**PROMPT:** List each row below that contains the word "distant", copying every such line in full.

+===+

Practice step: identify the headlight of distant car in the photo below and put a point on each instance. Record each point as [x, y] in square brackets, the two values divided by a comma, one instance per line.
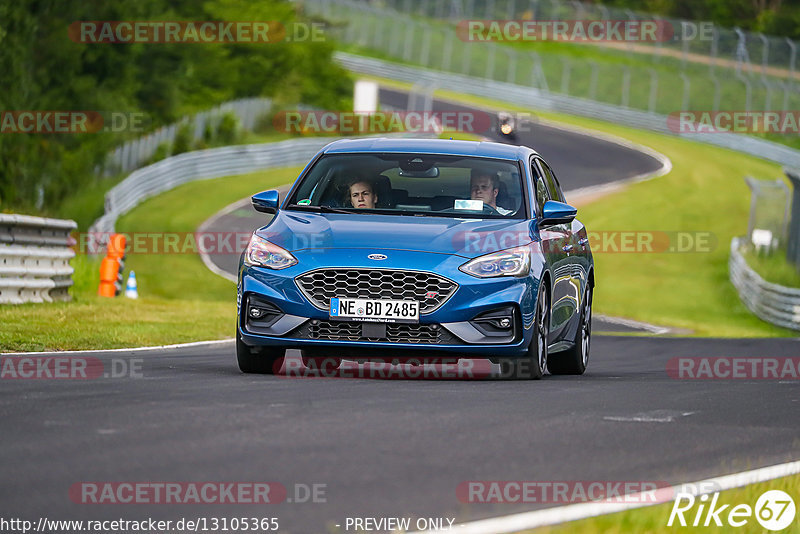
[511, 262]
[262, 253]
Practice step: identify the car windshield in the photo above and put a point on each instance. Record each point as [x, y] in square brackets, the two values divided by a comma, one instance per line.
[412, 184]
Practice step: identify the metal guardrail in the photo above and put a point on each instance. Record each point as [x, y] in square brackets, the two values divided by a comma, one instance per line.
[543, 100]
[771, 302]
[135, 153]
[34, 259]
[213, 163]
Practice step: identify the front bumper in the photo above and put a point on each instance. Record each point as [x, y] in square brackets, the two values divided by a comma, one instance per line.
[294, 322]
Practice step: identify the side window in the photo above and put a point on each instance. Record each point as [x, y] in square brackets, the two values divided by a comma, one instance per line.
[552, 183]
[542, 195]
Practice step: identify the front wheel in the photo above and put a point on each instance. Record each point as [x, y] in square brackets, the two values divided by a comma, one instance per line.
[574, 361]
[533, 365]
[258, 360]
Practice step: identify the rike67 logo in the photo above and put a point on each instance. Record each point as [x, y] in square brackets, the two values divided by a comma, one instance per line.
[774, 510]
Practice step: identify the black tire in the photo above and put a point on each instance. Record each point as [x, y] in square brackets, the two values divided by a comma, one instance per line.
[574, 361]
[258, 360]
[533, 365]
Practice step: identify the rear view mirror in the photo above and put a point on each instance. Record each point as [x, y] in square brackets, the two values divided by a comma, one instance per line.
[555, 212]
[266, 201]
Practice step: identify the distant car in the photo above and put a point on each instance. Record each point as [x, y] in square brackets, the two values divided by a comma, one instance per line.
[507, 126]
[419, 248]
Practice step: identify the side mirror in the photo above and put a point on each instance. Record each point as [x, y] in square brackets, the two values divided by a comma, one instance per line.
[266, 201]
[555, 212]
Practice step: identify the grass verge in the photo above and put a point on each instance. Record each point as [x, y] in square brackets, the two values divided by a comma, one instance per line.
[655, 518]
[705, 192]
[180, 299]
[774, 268]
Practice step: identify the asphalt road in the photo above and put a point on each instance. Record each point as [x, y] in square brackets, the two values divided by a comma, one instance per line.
[384, 447]
[578, 159]
[397, 448]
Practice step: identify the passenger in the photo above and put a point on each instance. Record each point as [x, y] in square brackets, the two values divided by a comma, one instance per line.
[485, 185]
[361, 194]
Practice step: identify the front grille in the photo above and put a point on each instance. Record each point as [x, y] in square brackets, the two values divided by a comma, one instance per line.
[323, 284]
[429, 334]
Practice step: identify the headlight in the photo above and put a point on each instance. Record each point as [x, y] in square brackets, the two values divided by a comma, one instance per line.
[262, 253]
[512, 262]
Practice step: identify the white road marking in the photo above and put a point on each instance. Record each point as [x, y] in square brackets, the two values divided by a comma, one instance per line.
[574, 512]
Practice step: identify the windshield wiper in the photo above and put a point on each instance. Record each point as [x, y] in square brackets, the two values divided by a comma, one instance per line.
[321, 209]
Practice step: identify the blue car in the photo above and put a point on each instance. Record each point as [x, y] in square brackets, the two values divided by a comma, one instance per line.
[434, 250]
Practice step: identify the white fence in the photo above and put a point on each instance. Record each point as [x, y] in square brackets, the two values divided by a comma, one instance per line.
[771, 302]
[133, 154]
[34, 259]
[213, 163]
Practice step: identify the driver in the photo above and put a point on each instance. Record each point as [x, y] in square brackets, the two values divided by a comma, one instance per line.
[485, 185]
[361, 194]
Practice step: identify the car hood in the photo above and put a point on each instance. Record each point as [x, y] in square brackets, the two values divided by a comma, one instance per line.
[296, 231]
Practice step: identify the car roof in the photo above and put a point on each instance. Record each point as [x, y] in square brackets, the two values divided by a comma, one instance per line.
[486, 149]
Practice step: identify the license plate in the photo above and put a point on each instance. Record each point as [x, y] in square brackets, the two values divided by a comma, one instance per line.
[385, 311]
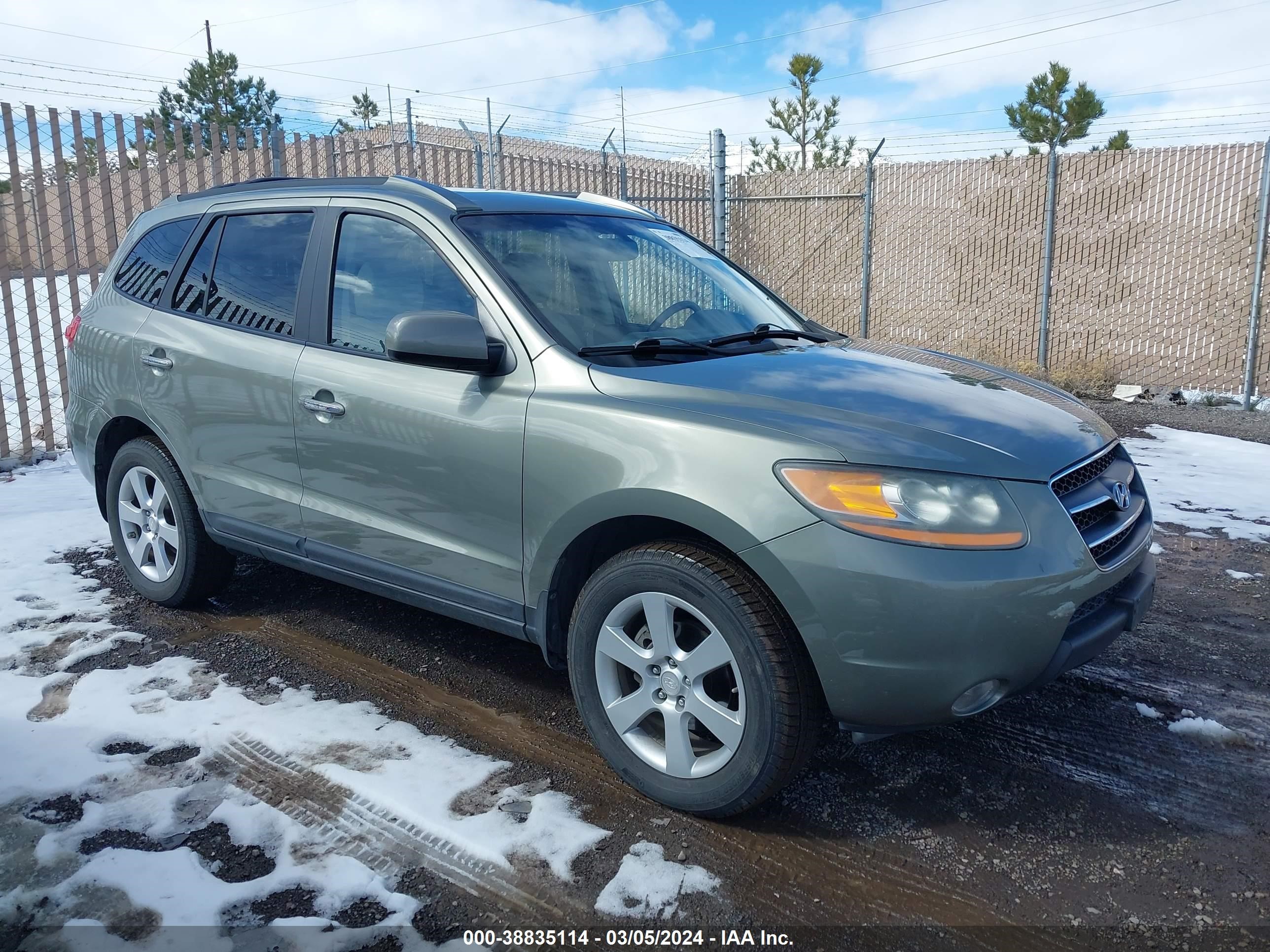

+===+

**FINISHED EXERCISE:**
Practice step: identify the headlight of distant car in the photo below and put a point on each instance. Record each point as [x, y] in square brackets, the two values divided by a comma, one instance per line.
Practice step: identify the distant car in the photo above and put a point on each instance. Record each point as [x, y] in square brackets, the two values divided by a comma, one instance per line.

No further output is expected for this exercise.